:: What you have to do ::
Restate word for word the lines that begin the listing and end with the line holding "40V44L39 38ZM37 50L60".

+--

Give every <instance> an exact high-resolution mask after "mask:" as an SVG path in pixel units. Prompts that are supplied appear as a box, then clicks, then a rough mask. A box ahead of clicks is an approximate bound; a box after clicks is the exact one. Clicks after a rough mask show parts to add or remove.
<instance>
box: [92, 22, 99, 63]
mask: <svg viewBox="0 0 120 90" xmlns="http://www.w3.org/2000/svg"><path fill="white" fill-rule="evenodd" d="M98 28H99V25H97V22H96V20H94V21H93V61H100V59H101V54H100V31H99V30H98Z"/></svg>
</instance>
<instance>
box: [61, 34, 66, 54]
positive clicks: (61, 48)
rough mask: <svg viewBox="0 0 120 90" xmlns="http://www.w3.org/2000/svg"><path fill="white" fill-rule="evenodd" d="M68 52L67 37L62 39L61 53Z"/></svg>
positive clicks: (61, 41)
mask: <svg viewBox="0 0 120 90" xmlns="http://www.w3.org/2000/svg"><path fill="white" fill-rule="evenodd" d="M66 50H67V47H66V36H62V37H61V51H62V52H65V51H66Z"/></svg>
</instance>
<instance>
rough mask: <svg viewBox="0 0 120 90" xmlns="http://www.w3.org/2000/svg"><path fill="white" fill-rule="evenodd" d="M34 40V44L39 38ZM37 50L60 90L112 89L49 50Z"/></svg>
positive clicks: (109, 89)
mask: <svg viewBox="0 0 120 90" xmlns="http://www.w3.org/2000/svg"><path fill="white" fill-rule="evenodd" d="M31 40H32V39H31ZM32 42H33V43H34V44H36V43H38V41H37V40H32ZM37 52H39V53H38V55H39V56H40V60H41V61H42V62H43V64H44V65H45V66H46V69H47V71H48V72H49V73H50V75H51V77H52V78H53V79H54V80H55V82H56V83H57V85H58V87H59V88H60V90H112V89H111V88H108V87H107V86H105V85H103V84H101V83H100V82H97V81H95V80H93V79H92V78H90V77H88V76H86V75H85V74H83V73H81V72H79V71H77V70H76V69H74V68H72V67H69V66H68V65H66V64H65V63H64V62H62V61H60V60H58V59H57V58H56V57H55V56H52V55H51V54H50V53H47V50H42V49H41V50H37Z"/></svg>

+--

:: Solution to this exercise ::
Give every <instance> an exact high-resolution mask after "mask:" as an SVG path in pixel units. Prompts that are supplied appear as a box, then clicks, then a rough mask. A box ahead of clicks is an approximate bound; a box after clicks is the exact one. Clicks after a rough mask show parts to add or remove.
<instance>
box: [92, 22, 99, 63]
mask: <svg viewBox="0 0 120 90" xmlns="http://www.w3.org/2000/svg"><path fill="white" fill-rule="evenodd" d="M98 28H99V25H97V22H96V20H94V21H93V61H100V59H101V54H100V31H99V30H98Z"/></svg>
</instance>
<instance>
box: [61, 34, 66, 54]
positive clicks: (61, 48)
rough mask: <svg viewBox="0 0 120 90" xmlns="http://www.w3.org/2000/svg"><path fill="white" fill-rule="evenodd" d="M68 52L67 37L62 39L61 53Z"/></svg>
positive clicks: (61, 41)
mask: <svg viewBox="0 0 120 90" xmlns="http://www.w3.org/2000/svg"><path fill="white" fill-rule="evenodd" d="M66 50H67V47H66V36H62V37H61V51H62V52H65V51H66Z"/></svg>
</instance>
<instance>
rough mask: <svg viewBox="0 0 120 90" xmlns="http://www.w3.org/2000/svg"><path fill="white" fill-rule="evenodd" d="M34 40V44L39 38ZM37 50L60 90L112 89L49 50Z"/></svg>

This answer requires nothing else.